* _Prompt_: Would you please copy each line below that includes the string "staircase"?

┄┄┄┄┄┄┄┄┄┄┄┄┄┄┄┄┄┄┄┄

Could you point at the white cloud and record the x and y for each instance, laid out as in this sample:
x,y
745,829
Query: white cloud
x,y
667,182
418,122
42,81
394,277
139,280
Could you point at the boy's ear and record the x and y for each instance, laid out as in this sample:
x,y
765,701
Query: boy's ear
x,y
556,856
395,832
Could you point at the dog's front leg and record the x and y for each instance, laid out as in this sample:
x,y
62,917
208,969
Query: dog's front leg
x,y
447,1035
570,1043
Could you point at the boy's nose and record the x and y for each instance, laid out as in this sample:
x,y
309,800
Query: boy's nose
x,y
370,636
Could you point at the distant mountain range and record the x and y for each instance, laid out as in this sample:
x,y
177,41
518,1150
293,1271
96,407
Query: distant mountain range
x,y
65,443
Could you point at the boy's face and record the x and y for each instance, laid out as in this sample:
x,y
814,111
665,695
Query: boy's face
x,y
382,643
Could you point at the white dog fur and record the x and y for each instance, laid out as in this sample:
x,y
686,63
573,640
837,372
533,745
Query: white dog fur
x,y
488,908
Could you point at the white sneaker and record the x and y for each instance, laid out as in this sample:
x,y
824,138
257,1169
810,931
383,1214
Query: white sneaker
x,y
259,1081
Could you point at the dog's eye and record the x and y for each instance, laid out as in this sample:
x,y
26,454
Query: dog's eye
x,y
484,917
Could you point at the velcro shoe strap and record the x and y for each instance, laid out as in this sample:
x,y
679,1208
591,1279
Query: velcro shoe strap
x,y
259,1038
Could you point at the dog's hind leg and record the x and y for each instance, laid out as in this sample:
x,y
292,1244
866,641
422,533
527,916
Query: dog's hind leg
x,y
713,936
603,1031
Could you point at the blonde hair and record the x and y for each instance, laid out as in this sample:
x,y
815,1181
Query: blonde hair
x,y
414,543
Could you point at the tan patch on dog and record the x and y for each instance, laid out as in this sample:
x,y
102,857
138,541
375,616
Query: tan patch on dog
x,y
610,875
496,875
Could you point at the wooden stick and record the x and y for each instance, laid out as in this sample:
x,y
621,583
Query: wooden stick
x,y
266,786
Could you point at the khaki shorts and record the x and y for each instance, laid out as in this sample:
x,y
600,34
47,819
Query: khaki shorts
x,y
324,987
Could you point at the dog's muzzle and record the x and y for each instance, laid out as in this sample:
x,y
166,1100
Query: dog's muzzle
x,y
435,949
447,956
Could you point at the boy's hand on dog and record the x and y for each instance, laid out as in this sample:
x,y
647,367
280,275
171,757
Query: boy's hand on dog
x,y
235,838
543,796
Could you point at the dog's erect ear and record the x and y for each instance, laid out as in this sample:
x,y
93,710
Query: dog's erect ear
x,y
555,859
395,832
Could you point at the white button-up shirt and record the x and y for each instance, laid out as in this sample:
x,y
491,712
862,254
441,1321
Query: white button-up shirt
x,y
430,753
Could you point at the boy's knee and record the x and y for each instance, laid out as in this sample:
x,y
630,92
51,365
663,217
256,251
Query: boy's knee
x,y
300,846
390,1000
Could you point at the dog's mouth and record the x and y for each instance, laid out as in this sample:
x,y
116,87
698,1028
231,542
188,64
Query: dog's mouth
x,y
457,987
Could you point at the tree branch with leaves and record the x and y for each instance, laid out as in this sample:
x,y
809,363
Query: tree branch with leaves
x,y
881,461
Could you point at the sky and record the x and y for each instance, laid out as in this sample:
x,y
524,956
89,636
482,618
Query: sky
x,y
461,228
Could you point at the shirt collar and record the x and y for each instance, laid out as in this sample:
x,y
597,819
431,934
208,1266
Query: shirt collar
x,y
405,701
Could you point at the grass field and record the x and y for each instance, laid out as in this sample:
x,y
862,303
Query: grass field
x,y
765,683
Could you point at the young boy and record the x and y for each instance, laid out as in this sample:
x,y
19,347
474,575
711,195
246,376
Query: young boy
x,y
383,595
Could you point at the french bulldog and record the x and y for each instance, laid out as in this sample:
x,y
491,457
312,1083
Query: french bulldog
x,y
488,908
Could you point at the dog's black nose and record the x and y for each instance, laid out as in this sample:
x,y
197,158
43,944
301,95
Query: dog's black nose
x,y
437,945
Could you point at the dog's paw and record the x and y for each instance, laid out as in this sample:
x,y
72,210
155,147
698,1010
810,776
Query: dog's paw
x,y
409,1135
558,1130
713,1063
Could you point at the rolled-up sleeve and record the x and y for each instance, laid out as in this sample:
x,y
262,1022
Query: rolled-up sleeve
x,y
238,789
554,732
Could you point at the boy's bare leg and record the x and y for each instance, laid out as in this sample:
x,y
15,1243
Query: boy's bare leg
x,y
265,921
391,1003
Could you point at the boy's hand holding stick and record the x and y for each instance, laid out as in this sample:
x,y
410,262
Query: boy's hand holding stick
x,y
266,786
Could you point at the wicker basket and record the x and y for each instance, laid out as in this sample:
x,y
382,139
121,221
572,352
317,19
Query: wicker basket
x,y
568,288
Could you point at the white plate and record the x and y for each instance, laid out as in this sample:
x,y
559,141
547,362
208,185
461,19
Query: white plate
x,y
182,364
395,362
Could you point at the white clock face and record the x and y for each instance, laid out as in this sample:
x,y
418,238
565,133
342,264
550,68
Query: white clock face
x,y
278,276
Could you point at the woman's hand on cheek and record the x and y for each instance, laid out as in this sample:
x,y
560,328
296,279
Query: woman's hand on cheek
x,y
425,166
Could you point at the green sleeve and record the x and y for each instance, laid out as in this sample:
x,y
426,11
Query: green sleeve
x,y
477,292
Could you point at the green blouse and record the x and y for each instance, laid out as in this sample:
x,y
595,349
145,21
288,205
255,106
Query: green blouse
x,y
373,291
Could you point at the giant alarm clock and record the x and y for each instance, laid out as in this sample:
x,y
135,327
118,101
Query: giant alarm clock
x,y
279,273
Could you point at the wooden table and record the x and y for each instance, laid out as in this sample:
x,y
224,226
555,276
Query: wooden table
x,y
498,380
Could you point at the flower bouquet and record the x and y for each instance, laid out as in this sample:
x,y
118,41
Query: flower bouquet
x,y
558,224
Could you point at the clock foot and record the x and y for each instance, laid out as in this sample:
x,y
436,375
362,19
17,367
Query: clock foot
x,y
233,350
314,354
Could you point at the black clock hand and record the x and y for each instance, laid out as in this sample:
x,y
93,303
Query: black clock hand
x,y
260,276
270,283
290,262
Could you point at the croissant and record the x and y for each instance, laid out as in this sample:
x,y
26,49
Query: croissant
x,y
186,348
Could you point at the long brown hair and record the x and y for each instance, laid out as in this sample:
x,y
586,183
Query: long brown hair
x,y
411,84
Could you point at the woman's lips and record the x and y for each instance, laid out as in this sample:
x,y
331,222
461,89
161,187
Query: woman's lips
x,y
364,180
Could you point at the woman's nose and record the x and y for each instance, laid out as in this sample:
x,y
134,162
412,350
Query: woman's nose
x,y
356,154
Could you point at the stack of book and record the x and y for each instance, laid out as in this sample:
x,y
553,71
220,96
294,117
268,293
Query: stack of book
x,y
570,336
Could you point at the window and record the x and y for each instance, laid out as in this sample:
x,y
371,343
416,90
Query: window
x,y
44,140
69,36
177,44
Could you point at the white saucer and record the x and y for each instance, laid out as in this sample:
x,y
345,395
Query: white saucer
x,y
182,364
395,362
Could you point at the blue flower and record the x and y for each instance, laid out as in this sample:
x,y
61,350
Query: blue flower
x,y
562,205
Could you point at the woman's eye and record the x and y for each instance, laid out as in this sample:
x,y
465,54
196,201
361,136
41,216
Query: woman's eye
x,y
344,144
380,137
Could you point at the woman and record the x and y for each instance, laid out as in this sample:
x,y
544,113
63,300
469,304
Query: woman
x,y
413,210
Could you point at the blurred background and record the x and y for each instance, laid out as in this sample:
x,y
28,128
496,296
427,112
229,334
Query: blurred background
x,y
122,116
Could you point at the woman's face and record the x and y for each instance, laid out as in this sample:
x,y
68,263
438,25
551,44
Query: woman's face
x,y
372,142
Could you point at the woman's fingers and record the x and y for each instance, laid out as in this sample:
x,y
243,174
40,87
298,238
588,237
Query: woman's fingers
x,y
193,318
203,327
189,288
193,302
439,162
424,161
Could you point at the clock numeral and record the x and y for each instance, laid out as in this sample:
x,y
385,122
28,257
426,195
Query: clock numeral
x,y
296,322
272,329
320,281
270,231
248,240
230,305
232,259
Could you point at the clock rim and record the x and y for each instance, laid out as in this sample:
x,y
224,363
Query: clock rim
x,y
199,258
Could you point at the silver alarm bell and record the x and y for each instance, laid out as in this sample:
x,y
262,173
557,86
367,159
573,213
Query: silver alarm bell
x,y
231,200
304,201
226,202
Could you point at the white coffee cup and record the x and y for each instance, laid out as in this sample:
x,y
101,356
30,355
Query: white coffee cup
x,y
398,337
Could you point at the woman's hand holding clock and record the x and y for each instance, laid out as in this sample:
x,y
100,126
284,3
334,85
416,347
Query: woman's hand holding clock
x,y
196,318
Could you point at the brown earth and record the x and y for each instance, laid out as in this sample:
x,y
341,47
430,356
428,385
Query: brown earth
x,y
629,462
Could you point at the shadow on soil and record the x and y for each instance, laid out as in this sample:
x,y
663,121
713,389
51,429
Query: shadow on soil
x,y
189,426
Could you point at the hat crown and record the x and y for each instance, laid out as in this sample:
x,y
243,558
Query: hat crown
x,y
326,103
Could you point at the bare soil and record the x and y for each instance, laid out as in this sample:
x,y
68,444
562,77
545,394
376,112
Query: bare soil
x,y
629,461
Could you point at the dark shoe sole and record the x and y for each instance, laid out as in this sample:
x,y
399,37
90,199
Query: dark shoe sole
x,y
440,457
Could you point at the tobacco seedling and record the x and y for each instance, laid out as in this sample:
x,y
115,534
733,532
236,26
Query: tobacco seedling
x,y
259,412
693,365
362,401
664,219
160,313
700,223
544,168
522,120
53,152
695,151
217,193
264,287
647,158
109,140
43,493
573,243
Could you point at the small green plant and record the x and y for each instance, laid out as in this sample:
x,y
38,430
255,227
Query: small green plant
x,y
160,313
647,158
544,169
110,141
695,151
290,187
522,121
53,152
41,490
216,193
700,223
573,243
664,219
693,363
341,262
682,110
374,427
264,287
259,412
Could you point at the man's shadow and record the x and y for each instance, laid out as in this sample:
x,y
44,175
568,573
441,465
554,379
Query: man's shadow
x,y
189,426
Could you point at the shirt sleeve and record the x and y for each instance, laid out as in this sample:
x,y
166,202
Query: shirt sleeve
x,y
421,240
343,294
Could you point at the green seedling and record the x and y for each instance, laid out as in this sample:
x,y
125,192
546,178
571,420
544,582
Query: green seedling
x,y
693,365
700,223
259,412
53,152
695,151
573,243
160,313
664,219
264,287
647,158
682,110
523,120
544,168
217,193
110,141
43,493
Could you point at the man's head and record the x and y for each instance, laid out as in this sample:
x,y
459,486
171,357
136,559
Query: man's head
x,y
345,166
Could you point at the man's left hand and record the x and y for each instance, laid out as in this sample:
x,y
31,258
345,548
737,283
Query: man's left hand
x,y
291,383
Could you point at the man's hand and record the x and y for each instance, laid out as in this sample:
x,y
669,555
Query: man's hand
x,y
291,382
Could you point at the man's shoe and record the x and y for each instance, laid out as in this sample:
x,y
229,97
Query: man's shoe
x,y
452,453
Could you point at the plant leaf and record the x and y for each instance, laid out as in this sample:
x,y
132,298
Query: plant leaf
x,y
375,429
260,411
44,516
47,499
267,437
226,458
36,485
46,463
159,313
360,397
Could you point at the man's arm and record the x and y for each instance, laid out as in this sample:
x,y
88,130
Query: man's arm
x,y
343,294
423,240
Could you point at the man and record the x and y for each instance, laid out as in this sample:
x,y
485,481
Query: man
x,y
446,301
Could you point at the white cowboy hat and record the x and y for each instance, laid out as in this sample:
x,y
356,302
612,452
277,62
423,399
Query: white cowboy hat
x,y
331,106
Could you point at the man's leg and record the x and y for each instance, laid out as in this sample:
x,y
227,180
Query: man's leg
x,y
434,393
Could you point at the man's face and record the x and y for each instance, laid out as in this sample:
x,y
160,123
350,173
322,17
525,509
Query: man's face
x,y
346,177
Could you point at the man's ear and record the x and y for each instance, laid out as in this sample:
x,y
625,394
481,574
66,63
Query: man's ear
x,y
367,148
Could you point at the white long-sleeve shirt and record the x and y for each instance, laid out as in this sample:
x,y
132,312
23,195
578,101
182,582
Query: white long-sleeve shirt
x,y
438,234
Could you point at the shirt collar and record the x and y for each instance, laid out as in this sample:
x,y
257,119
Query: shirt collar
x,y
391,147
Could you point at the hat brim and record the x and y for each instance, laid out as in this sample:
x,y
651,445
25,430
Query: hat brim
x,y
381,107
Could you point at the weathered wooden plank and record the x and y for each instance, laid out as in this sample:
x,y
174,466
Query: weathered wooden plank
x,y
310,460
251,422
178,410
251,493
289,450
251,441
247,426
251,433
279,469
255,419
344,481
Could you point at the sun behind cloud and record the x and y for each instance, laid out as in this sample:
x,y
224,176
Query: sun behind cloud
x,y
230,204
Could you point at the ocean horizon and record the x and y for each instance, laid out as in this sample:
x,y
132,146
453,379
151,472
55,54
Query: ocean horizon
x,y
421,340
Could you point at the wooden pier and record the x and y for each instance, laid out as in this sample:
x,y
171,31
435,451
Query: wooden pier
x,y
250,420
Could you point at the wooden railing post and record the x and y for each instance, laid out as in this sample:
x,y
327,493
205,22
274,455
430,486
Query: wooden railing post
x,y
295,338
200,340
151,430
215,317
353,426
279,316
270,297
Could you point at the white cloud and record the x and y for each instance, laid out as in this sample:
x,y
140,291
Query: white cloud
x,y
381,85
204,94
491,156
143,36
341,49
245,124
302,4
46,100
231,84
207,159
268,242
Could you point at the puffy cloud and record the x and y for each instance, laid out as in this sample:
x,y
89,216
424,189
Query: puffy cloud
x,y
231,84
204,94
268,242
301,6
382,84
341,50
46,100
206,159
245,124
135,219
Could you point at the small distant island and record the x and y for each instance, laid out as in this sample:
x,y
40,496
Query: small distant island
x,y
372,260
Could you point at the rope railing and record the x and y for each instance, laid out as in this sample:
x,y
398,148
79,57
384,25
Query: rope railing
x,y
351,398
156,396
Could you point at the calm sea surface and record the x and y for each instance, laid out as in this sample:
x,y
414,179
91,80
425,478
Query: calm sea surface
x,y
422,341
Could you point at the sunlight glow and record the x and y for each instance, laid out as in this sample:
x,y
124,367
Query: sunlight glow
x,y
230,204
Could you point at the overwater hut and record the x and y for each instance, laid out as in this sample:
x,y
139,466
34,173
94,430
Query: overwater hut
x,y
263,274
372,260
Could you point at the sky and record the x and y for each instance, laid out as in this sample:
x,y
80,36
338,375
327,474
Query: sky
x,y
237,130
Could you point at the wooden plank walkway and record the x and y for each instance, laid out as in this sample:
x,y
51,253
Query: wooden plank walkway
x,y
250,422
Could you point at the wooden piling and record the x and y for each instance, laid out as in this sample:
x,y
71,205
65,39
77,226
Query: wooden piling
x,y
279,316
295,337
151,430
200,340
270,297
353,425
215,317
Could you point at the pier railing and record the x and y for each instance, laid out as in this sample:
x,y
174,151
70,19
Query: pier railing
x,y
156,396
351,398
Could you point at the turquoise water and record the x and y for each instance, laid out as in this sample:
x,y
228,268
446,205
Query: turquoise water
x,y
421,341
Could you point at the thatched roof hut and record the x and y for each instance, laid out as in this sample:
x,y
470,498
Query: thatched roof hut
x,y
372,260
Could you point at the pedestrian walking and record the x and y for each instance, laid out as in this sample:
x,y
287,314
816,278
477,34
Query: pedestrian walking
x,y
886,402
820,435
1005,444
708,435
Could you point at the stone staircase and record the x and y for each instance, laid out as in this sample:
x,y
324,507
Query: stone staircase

┄┄┄┄┄┄┄┄┄┄┄┄┄┄┄┄┄┄┄┄

* _Exercise answer_:
Could you point at the stone staircase and record the x and y for each instance, laid out as in this sample:
Query: stone staircase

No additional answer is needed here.